***** DATA *****

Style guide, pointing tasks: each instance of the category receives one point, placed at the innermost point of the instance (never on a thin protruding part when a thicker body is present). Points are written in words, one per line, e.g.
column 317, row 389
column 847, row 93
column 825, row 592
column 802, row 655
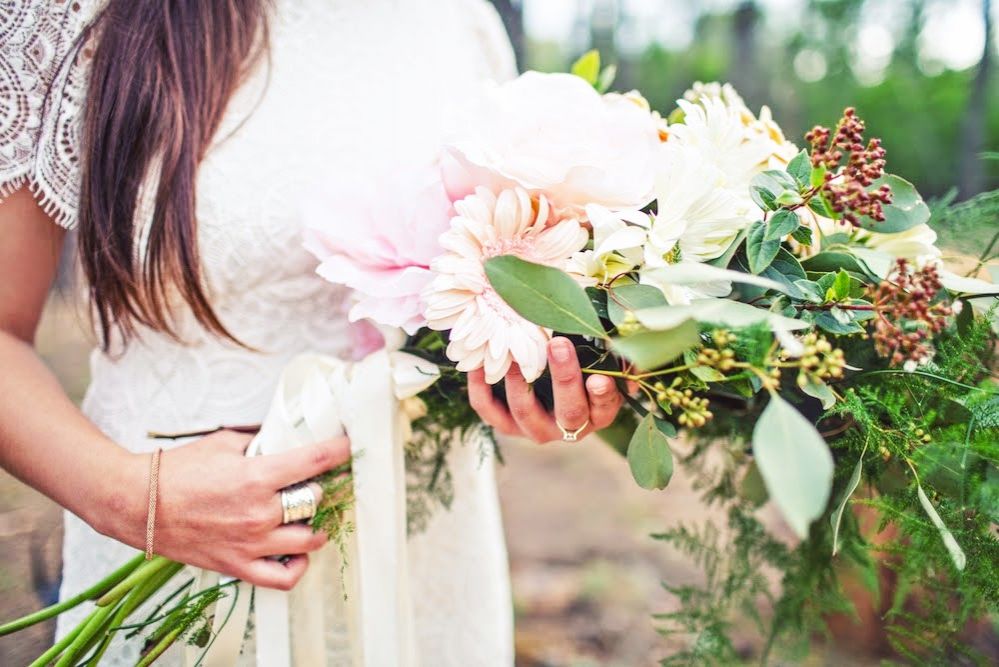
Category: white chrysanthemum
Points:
column 717, row 132
column 484, row 331
column 763, row 130
column 618, row 238
column 697, row 217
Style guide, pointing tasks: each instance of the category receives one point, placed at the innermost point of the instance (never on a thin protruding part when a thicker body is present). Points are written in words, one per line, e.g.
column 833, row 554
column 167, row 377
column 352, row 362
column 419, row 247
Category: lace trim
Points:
column 43, row 72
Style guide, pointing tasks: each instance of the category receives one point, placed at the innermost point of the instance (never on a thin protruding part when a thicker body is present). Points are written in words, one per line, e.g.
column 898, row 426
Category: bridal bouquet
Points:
column 787, row 308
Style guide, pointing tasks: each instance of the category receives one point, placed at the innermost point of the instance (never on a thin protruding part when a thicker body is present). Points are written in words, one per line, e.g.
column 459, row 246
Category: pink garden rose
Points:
column 377, row 236
column 553, row 134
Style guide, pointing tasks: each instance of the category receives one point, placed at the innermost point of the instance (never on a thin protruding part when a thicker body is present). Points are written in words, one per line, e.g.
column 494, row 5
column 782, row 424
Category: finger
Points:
column 280, row 574
column 302, row 463
column 605, row 400
column 572, row 407
column 277, row 512
column 290, row 541
column 233, row 440
column 492, row 411
column 527, row 412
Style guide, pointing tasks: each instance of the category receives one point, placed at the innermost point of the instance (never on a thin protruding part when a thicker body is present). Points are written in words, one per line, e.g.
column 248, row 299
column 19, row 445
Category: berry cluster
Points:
column 846, row 187
column 820, row 360
column 693, row 410
column 907, row 317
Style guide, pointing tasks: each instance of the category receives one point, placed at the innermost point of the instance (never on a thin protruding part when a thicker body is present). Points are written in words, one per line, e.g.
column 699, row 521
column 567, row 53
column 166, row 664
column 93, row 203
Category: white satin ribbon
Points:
column 319, row 398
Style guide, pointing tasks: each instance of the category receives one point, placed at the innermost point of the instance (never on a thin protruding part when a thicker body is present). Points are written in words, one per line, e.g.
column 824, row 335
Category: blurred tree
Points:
column 973, row 129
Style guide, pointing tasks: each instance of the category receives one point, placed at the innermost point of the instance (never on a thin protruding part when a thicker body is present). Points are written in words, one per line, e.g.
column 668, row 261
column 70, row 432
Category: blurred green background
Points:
column 920, row 72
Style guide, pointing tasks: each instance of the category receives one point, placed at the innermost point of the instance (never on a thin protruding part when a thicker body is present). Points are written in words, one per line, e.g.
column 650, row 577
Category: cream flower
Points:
column 484, row 331
column 618, row 238
column 553, row 134
column 697, row 217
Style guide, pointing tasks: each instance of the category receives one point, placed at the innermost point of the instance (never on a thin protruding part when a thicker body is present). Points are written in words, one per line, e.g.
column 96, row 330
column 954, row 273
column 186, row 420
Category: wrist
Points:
column 116, row 505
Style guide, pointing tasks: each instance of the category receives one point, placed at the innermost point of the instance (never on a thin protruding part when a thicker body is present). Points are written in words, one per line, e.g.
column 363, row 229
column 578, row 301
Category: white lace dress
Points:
column 349, row 85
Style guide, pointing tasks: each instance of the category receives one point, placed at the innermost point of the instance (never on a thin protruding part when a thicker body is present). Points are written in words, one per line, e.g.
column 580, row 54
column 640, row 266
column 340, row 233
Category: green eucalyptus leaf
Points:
column 820, row 390
column 840, row 289
column 721, row 312
column 802, row 235
column 544, row 295
column 760, row 251
column 953, row 548
column 780, row 225
column 606, row 79
column 649, row 350
column 851, row 486
column 795, row 463
column 629, row 298
column 588, row 67
column 800, row 167
column 907, row 209
column 649, row 455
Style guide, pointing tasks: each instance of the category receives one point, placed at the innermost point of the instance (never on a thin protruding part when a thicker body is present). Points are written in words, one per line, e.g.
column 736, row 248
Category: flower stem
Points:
column 57, row 648
column 97, row 590
column 135, row 578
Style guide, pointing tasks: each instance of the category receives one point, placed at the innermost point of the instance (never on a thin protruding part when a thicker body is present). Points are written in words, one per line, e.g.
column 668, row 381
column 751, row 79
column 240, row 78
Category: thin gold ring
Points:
column 571, row 436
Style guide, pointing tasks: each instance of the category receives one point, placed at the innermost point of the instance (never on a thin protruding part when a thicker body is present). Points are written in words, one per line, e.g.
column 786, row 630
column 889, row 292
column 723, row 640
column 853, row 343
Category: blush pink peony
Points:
column 553, row 134
column 378, row 236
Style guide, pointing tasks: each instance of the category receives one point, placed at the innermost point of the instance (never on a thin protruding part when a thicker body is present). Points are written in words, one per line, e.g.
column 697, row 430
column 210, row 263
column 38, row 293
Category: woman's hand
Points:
column 221, row 510
column 593, row 406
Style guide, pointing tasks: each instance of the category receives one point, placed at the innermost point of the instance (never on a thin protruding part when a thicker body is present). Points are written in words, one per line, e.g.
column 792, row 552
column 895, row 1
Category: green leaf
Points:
column 722, row 312
column 588, row 67
column 722, row 261
column 649, row 350
column 543, row 295
column 759, row 250
column 953, row 548
column 800, row 167
column 851, row 486
column 840, row 289
column 802, row 235
column 649, row 455
column 780, row 225
column 907, row 209
column 606, row 79
column 795, row 463
column 820, row 390
column 629, row 298
column 817, row 177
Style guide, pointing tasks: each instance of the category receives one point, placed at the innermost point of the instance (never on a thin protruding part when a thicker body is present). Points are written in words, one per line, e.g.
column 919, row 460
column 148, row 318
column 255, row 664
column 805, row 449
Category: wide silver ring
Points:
column 298, row 503
column 571, row 436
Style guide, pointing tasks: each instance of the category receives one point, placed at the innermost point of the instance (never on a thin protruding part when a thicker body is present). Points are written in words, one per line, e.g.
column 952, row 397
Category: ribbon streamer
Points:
column 319, row 398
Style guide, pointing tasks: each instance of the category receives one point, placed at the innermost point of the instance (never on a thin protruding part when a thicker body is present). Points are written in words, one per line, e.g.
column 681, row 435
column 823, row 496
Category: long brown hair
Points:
column 162, row 74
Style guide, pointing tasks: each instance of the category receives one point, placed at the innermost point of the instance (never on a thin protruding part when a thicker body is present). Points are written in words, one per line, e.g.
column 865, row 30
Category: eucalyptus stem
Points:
column 133, row 601
column 160, row 648
column 57, row 648
column 97, row 590
column 135, row 578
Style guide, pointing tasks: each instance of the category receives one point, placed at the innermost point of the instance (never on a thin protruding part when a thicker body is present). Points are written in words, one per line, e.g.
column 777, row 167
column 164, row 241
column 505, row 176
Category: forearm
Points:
column 46, row 442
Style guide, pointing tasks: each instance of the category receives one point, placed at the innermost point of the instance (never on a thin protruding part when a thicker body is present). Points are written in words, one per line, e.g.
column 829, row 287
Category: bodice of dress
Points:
column 348, row 87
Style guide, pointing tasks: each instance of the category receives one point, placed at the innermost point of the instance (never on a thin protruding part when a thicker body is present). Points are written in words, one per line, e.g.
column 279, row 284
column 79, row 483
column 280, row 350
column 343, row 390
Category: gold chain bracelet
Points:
column 154, row 483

*****

YOUR GOAL | Switch every occurrence of "thin protruding part" in the rows above to "narrow extension", and write out all the rows again with nothing else changed. Omit the pictures from your answer.

TASK OUTPUT |
Style guide, pointing tasks: each instance of the category receives one point, placed at the innermost point of the instance (never on a narrow extension when a thicker body is present). Points are written in words, one per line, e.g.
column 317, row 389
column 847, row 93
column 825, row 592
column 802, row 655
Category: white chrysanthemum
Points:
column 717, row 132
column 484, row 331
column 763, row 130
column 618, row 238
column 697, row 217
Style guide, pointing tasks: each instance of the category receives one point, placed at the innermost point of the instance (never on a narrow extension when a thicker body is present). Points are written in words, one per line, e.g.
column 833, row 554
column 167, row 377
column 352, row 362
column 419, row 247
Category: lace trim
Points:
column 43, row 72
Style guide, pointing tasks: each instance of the category receives one point, placed at the innermost point of the instance (never on a narrow extension when a thicker body is present). Points are written in words, one per line, e.g.
column 898, row 426
Category: bridal bouquet
Points:
column 787, row 308
Style guide, pointing tasks: each instance of the category receives one point, placed at the innermost point of the instance (never on a narrow extension when a thicker body is present). Points are written in words, one per line, e.g.
column 459, row 246
Category: pink garden rose
Points:
column 377, row 236
column 553, row 134
Style guide, pointing tasks: each instance of the category receives one point, placed at the innermost point of the instance (never on a narrow extension when a thicker body is present). Points are written in words, one per line, e.g.
column 494, row 5
column 782, row 424
Category: finger
Points:
column 280, row 574
column 302, row 463
column 605, row 400
column 572, row 407
column 277, row 512
column 290, row 541
column 233, row 440
column 492, row 411
column 527, row 412
Style guide, pointing tasks: each instance of the category receives one point, placed at the innermost point of the instance (never on a narrow extension when a thicker body is present). Points are written in words, one per line, e.g.
column 248, row 299
column 19, row 445
Category: berry cluster
Points:
column 846, row 187
column 820, row 360
column 693, row 410
column 907, row 317
Style guide, pointing tasks: each instance of the category receives one point, placed at the innermost point of the instance (never on a narrow extension when a thicker body is present). Points are written in words, one per line, e.g.
column 699, row 521
column 567, row 53
column 166, row 664
column 93, row 203
Category: white satin ribbon
Points:
column 319, row 398
Style guide, pointing tasks: each instance of the category receives one point, placed at the innermost point of the instance (never on a narrow extension when a thicker body is present). Points are written in words, one per line, e.g.
column 824, row 335
Category: blurred tree
Points:
column 973, row 129
Style guide, pointing tasks: each instance of the category receives one point, placed at the innermost point of the instance (never on a narrow extension when a thicker body is present). Points are written in words, one per line, e.g.
column 668, row 261
column 70, row 432
Category: blurred green background
Points:
column 920, row 72
Style guide, pointing tasks: each instance of the category receives one point, placed at the innermost point of the instance (never on a narrow extension when a thicker body is present). Points are written in words, one per line, e.g.
column 650, row 577
Category: cream flower
Points:
column 484, row 331
column 618, row 238
column 553, row 134
column 697, row 217
Style guide, pointing tasks: each instance of the category receives one point, placed at the innermost point of the instance (never on a narrow extension when a thicker body is present). Points are written in words, one per line, e.g.
column 96, row 330
column 954, row 273
column 186, row 420
Category: wrist
Points:
column 116, row 505
Style guide, pointing tasks: each instance of the category receives one point, placed at the innermost point of the instance (never on a narrow extension when a thicker body is present). Points are written in words, one per line, e.g.
column 363, row 229
column 578, row 301
Category: white lace dress
Points:
column 349, row 85
Style guide, pointing tasks: each instance of the category receives one point, placed at the innermost point of the instance (never on a narrow extension when a thicker body is present). Points are written in words, one per line, e.g.
column 580, row 54
column 640, row 266
column 340, row 233
Category: green eucalyptus leaf
Points:
column 820, row 390
column 840, row 289
column 721, row 312
column 802, row 235
column 544, row 295
column 760, row 251
column 953, row 548
column 780, row 225
column 606, row 79
column 649, row 350
column 851, row 486
column 795, row 463
column 629, row 298
column 588, row 67
column 800, row 167
column 907, row 209
column 649, row 455
Style guide, pointing tasks: each instance of the category receives one point, placed at the innermost point of the instance (never on a narrow extension when a thicker body is present). Points are written in words, one per line, e.g.
column 736, row 248
Category: flower stem
Points:
column 57, row 648
column 97, row 590
column 135, row 578
Style guide, pointing tasks: each instance of the category receives one point, placed at the innermost point of the instance (never on a narrow extension when a thicker body is present). Points are written in words, one per line, e.g.
column 668, row 381
column 751, row 79
column 240, row 78
Category: thin gold ring
Points:
column 571, row 436
Style guide, pointing tasks: each instance of the category receives one point, placed at the innermost point of the instance (never on a narrow extension when a thicker body is present). Points are written in words, one per line, e.g.
column 786, row 630
column 889, row 292
column 723, row 640
column 853, row 343
Category: blush pink peony
Points:
column 553, row 134
column 378, row 236
Style guide, pointing tasks: each instance of the category receives one point, placed at the innermost point of the instance (never on a narrow extension when a thicker body is present). Points are written in words, one per line, e.g.
column 697, row 430
column 210, row 263
column 38, row 293
Category: woman's hand
Points:
column 221, row 510
column 593, row 406
Style guide, pointing tasks: each instance of the category receives one point, placed at the innermost point of the instance (never on a narrow extension when a thicker body is present). Points are written in words, one per line, e.g.
column 792, row 552
column 895, row 1
Category: green leaf
Points:
column 722, row 312
column 588, row 67
column 722, row 261
column 649, row 350
column 543, row 295
column 759, row 250
column 953, row 548
column 800, row 167
column 851, row 486
column 840, row 289
column 802, row 235
column 649, row 455
column 780, row 225
column 907, row 209
column 606, row 79
column 795, row 463
column 820, row 390
column 629, row 298
column 817, row 177
Style guide, pointing tasks: each instance of the category receives one point, placed at the innermost point of the instance (never on a narrow extension when a thicker body is present). Points are written in words, one per line, e.g.
column 919, row 460
column 148, row 318
column 255, row 664
column 805, row 449
Category: wide silver ring
Points:
column 298, row 503
column 571, row 436
Style guide, pointing tasks: each instance of the category receives one point, placed at the innermost point of the instance (never on a narrow extension when a thicker body is present). Points are written in words, one per line, e.g.
column 952, row 397
Category: ribbon streamer
Points:
column 319, row 398
Style guide, pointing tasks: each instance of the category receives one point, placed at the innermost point of the instance (never on a narrow extension when a thicker body is present). Points are written in words, one per line, e.g.
column 681, row 435
column 823, row 496
Category: long brown hair
Points:
column 162, row 74
Style guide, pointing tasks: each instance of the category receives one point, placed at the innermost point of the instance (never on a narrow extension when a thicker body is present). Points are written in words, one per line, e.g.
column 865, row 30
Category: eucalyptus stem
Points:
column 133, row 601
column 160, row 648
column 57, row 648
column 97, row 590
column 135, row 578
Style guide, pointing tasks: each instance of the category receives one point, placed at the innermost point of the instance (never on a narrow extension when a thicker body is present). Points are written in words, one per line, e.g.
column 777, row 167
column 164, row 241
column 505, row 176
Category: forearm
Points:
column 46, row 442
Style guide, pointing tasks: each instance of the category receives one point, placed at the innermost point of the instance (never on a narrow extension when a thicker body is present). Points are written in words, one per line, e.g.
column 829, row 287
Category: bodice of dress
Points:
column 348, row 87
Style guide, pointing tasks: each instance of the category receives one point, placed at the innermost point of the instance (never on a narrow extension when a thicker body is present). Points are written in words, one per line, e.g.
column 279, row 284
column 79, row 483
column 280, row 350
column 343, row 390
Category: gold chain bracelet
Points:
column 154, row 483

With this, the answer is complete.